### Written exercise
Return each line of the data below that contains the string "Target".

### Mask labeling examples
****************************************
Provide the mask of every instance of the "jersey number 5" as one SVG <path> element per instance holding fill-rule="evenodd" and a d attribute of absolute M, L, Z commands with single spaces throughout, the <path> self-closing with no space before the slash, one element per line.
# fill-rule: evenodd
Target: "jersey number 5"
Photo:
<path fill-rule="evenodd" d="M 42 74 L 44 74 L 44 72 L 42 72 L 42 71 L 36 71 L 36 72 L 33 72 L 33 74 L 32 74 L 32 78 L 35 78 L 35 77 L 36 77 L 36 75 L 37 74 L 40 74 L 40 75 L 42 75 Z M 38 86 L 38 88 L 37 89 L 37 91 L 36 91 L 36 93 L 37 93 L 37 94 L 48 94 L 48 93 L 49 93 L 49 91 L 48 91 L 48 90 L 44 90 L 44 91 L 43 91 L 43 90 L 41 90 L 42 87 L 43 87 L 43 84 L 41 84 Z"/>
****************************************
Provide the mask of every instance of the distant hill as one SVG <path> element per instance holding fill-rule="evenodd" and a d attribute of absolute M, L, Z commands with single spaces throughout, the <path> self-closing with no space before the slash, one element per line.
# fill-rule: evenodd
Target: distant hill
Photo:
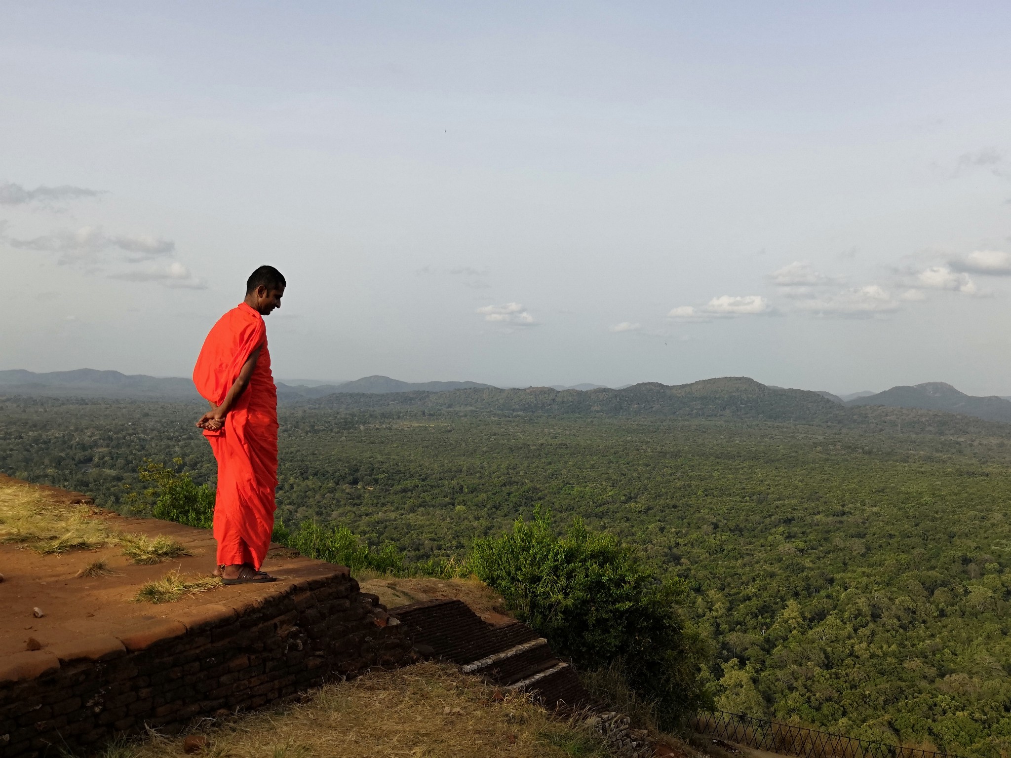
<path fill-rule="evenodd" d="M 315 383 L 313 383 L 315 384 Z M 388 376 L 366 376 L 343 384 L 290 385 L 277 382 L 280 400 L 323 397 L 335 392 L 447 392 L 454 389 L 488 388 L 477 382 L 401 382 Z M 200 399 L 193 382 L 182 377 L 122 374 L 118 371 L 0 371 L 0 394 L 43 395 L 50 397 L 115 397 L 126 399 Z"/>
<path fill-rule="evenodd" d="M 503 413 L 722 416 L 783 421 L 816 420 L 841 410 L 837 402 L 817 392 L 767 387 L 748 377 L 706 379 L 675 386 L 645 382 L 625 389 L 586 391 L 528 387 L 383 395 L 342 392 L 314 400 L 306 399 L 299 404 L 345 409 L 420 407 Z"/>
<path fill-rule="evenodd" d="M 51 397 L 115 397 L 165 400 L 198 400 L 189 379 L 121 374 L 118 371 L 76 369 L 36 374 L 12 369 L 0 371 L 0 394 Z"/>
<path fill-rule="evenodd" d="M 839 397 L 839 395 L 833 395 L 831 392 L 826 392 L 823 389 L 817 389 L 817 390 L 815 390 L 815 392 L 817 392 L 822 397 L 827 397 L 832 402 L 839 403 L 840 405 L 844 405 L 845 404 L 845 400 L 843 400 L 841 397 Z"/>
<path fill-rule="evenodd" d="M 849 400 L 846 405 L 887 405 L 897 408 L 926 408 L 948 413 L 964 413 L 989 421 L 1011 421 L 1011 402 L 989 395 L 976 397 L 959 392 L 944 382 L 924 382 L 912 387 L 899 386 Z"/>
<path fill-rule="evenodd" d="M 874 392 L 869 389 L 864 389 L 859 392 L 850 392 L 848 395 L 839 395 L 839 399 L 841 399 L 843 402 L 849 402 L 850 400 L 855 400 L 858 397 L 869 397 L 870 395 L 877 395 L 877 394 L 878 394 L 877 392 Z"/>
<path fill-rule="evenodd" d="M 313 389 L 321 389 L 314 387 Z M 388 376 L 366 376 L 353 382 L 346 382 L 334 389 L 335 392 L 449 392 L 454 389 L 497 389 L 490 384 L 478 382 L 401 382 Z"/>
****************************************
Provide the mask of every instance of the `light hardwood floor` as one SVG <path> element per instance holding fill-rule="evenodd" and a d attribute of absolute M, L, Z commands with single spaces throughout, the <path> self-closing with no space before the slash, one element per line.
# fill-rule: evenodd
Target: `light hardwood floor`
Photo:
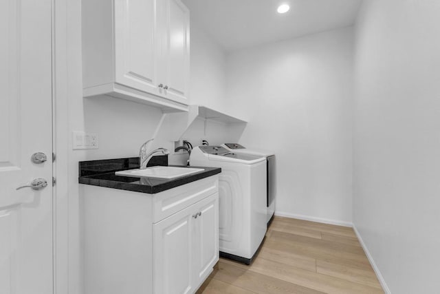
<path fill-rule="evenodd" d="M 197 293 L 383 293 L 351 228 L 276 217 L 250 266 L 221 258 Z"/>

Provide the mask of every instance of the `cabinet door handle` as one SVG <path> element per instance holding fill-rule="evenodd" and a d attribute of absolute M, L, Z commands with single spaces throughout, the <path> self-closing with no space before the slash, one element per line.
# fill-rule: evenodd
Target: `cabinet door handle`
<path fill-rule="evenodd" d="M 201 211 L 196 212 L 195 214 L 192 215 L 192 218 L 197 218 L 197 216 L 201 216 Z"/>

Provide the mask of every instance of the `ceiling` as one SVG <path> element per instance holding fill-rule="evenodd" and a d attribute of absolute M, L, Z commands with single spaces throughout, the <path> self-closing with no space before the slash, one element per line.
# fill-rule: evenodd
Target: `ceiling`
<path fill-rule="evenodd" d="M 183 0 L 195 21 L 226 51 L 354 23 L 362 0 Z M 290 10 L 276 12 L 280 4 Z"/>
****************************************
### Written response
Target: "jersey number 5"
Target: distant hill
Target: `light hardwood floor`
Target: `cabinet door handle`
Target: `ceiling`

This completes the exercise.